■ Document ■
+ + + + +

Everyone knows CMMC Level 2 assessments validate compliance with the 110 NIST SP 800-171 security requirements by leveraging the associated NIST SP 800-171A’s three assessment methods: examination, interviews, and testing. What’s missing for OSCs is the fact that CMMC isn’t just a technical solution. Assessors are validating the environment and associated program (administrative and operational) protecting the CUI environment. That means your technical configuration alone cannot tell the full story. Documentation and people need to tell the same story across system posture, evidence, and interviews, or the assessment breaks down.

Below are five areas where that assessment story most often falls apart.

1. CMMC Scope: Don’t guess at CUI assets, follow the data

Scoping is the most important, yet the most underestimated part of the assessment. The most common scoping mistake is starting with your preferred tools or boundary, instead of starting with the data, or the CUI. The right questions to ask are: where does CUI live? Where is it created, received, stored, processed, transmitted, exported, displayed, discussed, shared, printed, backed up, and destroyed?

Every person, system, and service that touches CUI or protects access to it belongs in your scope. Assets must be identified precisely in accordance with the DOD’s CMMC Level 2 Scoping Guide. The boundary includes the obvious: file repositories, emails, and endpoints. But the assessment also includes the less obvious items: ticketing systems, project management and engineering tools, source code repositories, collaboration platforms, remote access paths, print workflows, backups, logs, SIEM integrations, and managed service providers (MSPs). These latter assets, or your Security Protection Assets (SPAs), may not be within your CUI environment directly but they help secure the environment and as such will be assessed.

Problems arise when organizations scope by aspiration rather than the actual data flow. They may describe a secure environment on paper, then interviews reveal that CUI is still being emailed outside of it, saved locally, printed, or shared with subcontractors through channels that are outside the documented process. At that point, you no longer have a diagram problem but a credibility problem, and that is much harder to recover from during an active assessment.

Assessor Takeaway:

Build your scope from CUI data flows, not from your organization chart or preferred technology architecture.

2. Shared Responsibility Matrix (SRM) for CMMC: An important operating layer

While a Shared Responsibility Matrix (SRM) is not a CMMC requirement, it is one of the most useful tools your organization can build, especially when multiple parties contribute to security (e.g., cloud services, managed service providers, corporate IT, program teams).

Now, you might be wondering: Why does that matter? CMMC assessments evaluate whether the organization has implemented each requirement. If responsibility is split across parties, you need to know precisely who does what, who owns the evidence, and who can explain the implementation in an interview.

The best SRMs map to the assessment objective level, and not just the control level, because that is where the actual assessment work happens. This matters because assessment work is performed against the NIST SP 800-171A objectives, not simply a high-level list of 100 requirements. For example, one party may configure multi-factor authentication, a second may manage identity governance, and a third may handle alert monitoring. Finally, a fourth party may approve privileged access requests. Treating the requirement as a single block hides those splits in responsibility.

A strong SRM identifies the requirement, the assessment objective, the responsible party, the supporting party, the implementation location, the evidence source, the interview owner, and any inherited or externally managed components.

Assessor Takeaway:

An SRM does not replace implementation but rather demonstrates that your organization understands and governs implementation across all responsible parties. Let the SRM be the assessor’s roadmap during the assessment.

+ + + + +

■ List of tasks ■
1. In the CMMC text, what are the three assessment methods of NIST SP 800-171A?
2. Reproduce the CMMC text word for word, starting at "A strong SRM" and ending at "during the assessment.".

+ + + + +

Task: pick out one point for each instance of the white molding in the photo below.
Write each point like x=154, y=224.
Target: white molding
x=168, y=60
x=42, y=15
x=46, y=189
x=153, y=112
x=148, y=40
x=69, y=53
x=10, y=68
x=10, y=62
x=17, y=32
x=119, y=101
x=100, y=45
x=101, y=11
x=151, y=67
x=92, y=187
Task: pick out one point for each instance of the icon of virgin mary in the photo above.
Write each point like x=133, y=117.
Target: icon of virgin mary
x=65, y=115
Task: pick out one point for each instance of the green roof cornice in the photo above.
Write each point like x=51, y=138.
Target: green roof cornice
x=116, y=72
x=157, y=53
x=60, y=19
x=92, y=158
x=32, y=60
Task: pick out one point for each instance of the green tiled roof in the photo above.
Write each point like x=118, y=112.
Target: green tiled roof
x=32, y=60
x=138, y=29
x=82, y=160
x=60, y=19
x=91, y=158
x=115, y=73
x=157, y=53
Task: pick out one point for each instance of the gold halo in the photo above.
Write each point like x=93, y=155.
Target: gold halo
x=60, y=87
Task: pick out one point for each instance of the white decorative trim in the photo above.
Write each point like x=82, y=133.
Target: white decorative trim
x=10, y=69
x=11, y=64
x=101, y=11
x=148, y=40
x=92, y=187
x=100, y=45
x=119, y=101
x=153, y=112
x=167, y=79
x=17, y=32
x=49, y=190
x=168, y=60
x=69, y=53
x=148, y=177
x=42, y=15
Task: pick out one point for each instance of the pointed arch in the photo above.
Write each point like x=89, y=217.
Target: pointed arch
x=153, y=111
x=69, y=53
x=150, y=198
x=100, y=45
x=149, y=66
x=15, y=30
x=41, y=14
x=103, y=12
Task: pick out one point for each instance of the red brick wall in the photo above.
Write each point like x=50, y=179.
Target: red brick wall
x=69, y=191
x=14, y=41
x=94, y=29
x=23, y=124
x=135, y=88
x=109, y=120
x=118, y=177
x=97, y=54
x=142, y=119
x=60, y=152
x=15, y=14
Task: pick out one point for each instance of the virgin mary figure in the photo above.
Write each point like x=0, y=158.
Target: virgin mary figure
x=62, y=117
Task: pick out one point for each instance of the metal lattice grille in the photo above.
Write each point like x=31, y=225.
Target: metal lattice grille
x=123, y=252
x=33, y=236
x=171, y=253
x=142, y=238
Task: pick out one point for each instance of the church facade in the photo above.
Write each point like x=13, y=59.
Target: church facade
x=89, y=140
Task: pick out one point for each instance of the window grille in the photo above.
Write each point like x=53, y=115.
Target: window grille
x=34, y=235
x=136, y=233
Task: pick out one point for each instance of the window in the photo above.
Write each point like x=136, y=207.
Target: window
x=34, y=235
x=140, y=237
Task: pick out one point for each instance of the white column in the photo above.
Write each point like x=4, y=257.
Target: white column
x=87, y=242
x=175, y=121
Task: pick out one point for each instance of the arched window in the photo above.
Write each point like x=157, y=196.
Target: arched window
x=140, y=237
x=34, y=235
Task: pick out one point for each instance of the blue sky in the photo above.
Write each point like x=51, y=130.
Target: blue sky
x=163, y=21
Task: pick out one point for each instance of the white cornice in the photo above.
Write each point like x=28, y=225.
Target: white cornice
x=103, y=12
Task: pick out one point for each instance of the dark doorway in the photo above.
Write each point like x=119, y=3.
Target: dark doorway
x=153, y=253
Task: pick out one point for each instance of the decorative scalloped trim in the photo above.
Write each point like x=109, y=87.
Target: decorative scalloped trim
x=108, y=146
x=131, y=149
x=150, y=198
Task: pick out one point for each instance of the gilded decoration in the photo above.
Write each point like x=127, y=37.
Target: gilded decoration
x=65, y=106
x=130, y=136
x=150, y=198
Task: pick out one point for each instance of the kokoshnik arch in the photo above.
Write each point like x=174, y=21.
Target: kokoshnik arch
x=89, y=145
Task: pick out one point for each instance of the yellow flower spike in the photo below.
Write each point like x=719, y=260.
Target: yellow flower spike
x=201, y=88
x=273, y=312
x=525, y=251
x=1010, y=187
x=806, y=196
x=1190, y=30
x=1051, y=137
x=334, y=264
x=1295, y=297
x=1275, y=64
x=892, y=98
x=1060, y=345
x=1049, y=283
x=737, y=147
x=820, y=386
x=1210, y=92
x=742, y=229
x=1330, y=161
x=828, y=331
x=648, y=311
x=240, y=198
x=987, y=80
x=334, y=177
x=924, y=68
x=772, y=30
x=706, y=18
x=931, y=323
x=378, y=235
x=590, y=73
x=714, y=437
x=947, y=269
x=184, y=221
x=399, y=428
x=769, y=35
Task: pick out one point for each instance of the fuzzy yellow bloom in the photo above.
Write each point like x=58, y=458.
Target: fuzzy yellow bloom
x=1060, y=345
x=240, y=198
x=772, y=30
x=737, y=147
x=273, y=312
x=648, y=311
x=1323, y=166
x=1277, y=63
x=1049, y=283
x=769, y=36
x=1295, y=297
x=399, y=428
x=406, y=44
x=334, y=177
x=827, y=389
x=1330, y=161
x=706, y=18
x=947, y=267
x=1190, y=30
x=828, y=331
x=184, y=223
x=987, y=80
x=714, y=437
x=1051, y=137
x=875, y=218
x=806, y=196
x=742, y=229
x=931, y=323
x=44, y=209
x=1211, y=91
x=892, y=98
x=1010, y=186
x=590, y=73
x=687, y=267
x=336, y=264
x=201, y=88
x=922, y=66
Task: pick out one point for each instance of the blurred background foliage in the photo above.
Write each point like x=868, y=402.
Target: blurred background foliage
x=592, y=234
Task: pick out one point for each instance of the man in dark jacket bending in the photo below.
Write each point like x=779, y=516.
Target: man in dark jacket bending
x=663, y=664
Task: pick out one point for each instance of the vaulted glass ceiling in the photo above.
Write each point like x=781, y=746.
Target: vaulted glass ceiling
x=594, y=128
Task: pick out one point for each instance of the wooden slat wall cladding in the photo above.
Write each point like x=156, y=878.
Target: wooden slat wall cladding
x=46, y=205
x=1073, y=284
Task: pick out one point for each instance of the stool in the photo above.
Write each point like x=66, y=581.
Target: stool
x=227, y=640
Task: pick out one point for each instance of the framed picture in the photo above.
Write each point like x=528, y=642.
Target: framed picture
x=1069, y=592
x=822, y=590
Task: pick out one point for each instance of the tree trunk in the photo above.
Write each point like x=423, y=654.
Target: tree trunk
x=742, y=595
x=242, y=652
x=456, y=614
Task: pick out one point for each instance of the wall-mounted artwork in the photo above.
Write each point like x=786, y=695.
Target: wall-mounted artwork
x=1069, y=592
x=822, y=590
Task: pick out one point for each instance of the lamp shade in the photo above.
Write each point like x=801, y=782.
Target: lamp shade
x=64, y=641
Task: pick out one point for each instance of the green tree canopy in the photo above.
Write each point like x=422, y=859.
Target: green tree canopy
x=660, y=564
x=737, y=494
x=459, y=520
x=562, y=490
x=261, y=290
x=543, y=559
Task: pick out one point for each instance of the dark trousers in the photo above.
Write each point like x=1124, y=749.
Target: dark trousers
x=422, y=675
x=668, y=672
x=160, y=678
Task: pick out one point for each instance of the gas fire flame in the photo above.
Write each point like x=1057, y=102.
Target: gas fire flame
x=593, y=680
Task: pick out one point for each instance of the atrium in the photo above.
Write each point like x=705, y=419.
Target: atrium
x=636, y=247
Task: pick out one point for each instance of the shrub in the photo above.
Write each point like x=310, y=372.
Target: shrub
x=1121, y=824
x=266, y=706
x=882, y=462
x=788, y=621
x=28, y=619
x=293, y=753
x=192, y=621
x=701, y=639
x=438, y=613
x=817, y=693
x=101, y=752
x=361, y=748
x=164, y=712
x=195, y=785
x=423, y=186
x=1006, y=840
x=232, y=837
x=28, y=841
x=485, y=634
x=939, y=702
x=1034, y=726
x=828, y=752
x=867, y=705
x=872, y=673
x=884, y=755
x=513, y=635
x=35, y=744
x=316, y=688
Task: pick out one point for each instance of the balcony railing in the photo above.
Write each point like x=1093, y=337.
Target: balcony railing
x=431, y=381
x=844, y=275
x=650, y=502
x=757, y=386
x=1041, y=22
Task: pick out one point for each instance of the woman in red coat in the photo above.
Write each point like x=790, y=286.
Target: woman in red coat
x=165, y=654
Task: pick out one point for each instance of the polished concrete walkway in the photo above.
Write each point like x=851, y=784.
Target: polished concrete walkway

+ + + + +

■ Responses for each task ■
1. Examination, interviews, and testing.

2.
A strong SRM identifies the requirement, the assessment objective, the responsible party, the supporting party, the implementation location, the evidence source, the interview owner, and any inherited or externally managed components.

Assessor Takeaway:

An SRM does not replace implementation but rather demonstrates that your organization understands and governs implementation across all responsible parties. Let the SRM be the assessor’s roadmap during the assessment.